CHALLENGES =>
**1.** Write out everything in the VTK-m notes from "There are multiple" down to "contains associated types.".
**2.** Gather every line of the rows that contains the word "water".

+++ TEXT BLOCK

This question discusses some details regarding why use this kind of general type. The interface want to be desgined as general as possible, for example such as get cell set in vtkm, it can be desgined to have a get cell set function for each pecific type of cell set, it needs to have some kind of generality. We may imagine the unknown cell set or array type is a kind of interface for the concrete member.

CastAndCall and ListForEach

There are multiple options to do this type conversion in VTK-m, the better ones depend on the situation.

CastAndCallForTypes needs to consider both the element type and storage type of the arrayhandle. Just looking at the Section about the customized array handle. For arrayHandle, it is generalized in two aspects, one is the basic type such as int, double etc. Another is underlying storage type such as basic and SOA array. The StorageList.h in vtkm repo contains associated types.

ListForEach just need to get the base component type of the array. We do not need to consider the storage type for this. It needs to be used together with the ExtractComponent. One specific documentation can be found here (https://gitlab.kitware.com/vtk/vtk-m/-/blob/master/docs/changelog/1.6/release-notes.md).

CompositeVector is a good use case for thie ExtractComponent. It is really flexible and the output array can be put into a dynamic array handle. But I am still not quite sure about how to use these things properly.

Other magics of the array handle

One thing that contains a steep learning curve is the arrayhandle, since vtkm maintain there own version of arrayhandle, and all other datasets are built over this arary handle, getting familiar with its API is important to use vtkm related operations flexibally.

++++++
+++ MATERIAL FOR THE TASK

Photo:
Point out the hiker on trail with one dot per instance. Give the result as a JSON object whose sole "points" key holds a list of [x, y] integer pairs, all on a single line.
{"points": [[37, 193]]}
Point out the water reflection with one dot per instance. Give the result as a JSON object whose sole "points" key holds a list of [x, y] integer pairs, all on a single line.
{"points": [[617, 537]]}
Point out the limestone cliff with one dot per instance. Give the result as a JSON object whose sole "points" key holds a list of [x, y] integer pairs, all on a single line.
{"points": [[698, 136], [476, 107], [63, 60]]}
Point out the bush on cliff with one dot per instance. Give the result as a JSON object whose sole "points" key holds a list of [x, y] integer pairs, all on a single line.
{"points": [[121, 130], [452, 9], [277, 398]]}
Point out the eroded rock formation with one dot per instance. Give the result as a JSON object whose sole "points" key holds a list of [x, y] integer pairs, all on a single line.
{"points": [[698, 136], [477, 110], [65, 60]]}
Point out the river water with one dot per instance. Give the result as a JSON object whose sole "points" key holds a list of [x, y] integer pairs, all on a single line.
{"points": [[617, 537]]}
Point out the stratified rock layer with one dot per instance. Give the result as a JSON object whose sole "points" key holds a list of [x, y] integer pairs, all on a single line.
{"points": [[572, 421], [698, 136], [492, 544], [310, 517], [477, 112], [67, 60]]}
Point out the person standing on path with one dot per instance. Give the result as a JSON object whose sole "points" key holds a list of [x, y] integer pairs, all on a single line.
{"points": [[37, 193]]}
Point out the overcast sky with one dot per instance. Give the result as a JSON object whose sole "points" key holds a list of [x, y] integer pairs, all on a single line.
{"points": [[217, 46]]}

++++++
+++ MATERIAL FOR THE TASK

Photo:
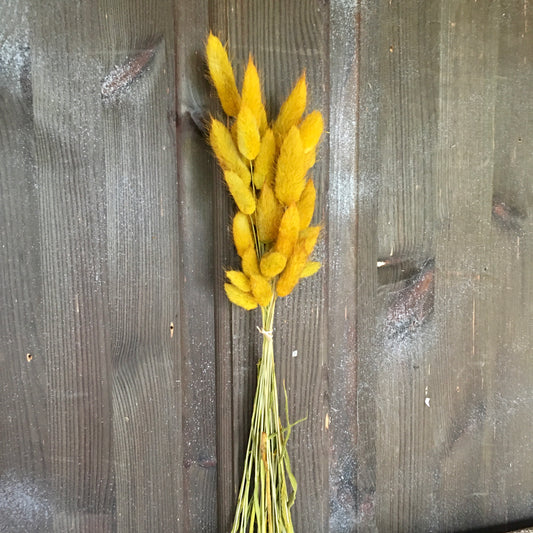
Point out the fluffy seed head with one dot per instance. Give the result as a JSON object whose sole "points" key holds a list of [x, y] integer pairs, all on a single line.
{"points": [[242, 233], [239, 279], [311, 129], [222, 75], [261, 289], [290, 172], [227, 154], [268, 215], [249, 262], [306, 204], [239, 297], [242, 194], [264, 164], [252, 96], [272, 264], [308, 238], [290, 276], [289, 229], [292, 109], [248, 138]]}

++++++

THE RESPONSES =>
**1.**
There are multiple options to do this type conversion in VTK-m, the better ones depend on the situation.

CastAndCallForTypes needs to consider both the element type and storage type of the arrayhandle. Just looking at the Section about the customized array handle. For arrayHandle, it is generalized in two aspects, one is the basic type such as int, double etc. Another is underlying storage type such as basic and SOA array. The StorageList.h in vtkm repo contains associated types.

**2.**
Point out the water reflection with one dot per instance. Give the result as a JSON object whose sole "points" key holds a list of [x, y] integer pairs, all on a single line.
Point out the river water with one dot per instance. Give the result as a JSON object whose sole "points" key holds a list of [x, y] integer pairs, all on a single line.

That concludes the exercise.